* O QUE FAZER
Reescreva de forma mais curta o parágrafo do discurso que começa com "Instrumento de todo o progresso", preservando seus fatos principais.

* TRECHO DO TEXTO

Discurso no Senado Federal

'DIA INTERNACIONAL DO TRABALHO'.

Autor
Benedita da Silva (PT - Partido dos Trabalhadores/RJ)
Nome completo: Benedita Souza da Silva Sampaio
Casa
Senado Federal
Tipo
Discurso
Resumo por assunto
HOMENAGEM.:
  • 'DIA INTERNACIONAL DO TRABALHO'.
Publicação
Publicação no DSF de 01/05/1996 - Página 7480
Assunto
Outros > HOMENAGEM.
Indexação
  • HOMENAGEM, TRABALHADOR, DIA INTERNACIONAL, TRABALHO.
  • ANALISE, PROBLEMA, DESEMPREGO, AMBITO INTERNACIONAL, SUGESTÃO, TURISMO, APOIO, MICROEMPRESA, CRIAÇÃO, EMPREGO.

A SRª BENEDITA DA SILVA (PT-RJ) - Sr. Presidente, Srªs e Srs. Senadores,

- 1º DE MAIO -

DIA INTERNACIONAL DO TRABALHO

"Não sois máquinas! Homens é que sois!"

Charles Chaplin

"Nosso suor sagrado, é bem mais belo que esse sangue amargo"...

Renato Russo-compositor

Os trabalhadores de todo o mundo estarão celebrando amanhã, mais uma vez, o 1º de maio, dia de festa e luta, data universal do trabalho.

Instrumento de todo o progresso ocorrido ao longo da história da humanidade, ainda na antiguidade toda a arquitetura, a arte, a filosofia, todo o conhecimento e as conquistas da Grécia e do Império Romano tinham, como suporte, o esforço e o sacrifício de uma massa de indivíduos que, transformados em máquinas, produziam até a exaustão completa. Era um regime de trabalho escravista, quando os povos conquistados serviam aos vitoriosos das guerras, àqueles que passavam a ser seus amos e senhores.

[Dados de origem]
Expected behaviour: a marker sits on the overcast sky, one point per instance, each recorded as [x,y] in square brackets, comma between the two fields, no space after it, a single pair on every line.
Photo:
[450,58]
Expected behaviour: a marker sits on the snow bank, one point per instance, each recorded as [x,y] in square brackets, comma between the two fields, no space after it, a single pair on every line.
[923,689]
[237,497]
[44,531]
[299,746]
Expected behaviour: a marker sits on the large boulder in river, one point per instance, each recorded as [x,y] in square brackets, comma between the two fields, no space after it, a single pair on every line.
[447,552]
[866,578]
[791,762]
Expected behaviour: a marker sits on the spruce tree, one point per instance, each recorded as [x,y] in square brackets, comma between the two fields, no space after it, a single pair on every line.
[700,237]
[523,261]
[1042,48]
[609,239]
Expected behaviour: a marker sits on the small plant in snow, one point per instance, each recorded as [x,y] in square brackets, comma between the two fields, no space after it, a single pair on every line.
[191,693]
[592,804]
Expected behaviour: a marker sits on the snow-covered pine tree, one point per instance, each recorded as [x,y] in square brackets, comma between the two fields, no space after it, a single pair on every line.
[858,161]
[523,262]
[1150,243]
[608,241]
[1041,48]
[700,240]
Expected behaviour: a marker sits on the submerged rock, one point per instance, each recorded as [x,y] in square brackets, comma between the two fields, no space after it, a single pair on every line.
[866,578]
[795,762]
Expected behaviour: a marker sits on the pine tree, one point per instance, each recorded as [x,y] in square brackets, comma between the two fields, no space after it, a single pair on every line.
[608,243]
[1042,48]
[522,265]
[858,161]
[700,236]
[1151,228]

* RESPOSTA
O trabalho foi o instrumento de todo o progresso da humanidade. Na Antiguidade, a arquitetura, a arte, a filosofia, o conhecimento e as conquistas da Grécia e do Império Romano se apoiavam no esforço e no sacrifício de uma massa de pessoas. Essas pessoas, transformadas em máquinas, produziam até a exaustão. Era um regime escravista, em que os povos conquistados serviam aos vencedores das guerras, que se tornavam seus senhores.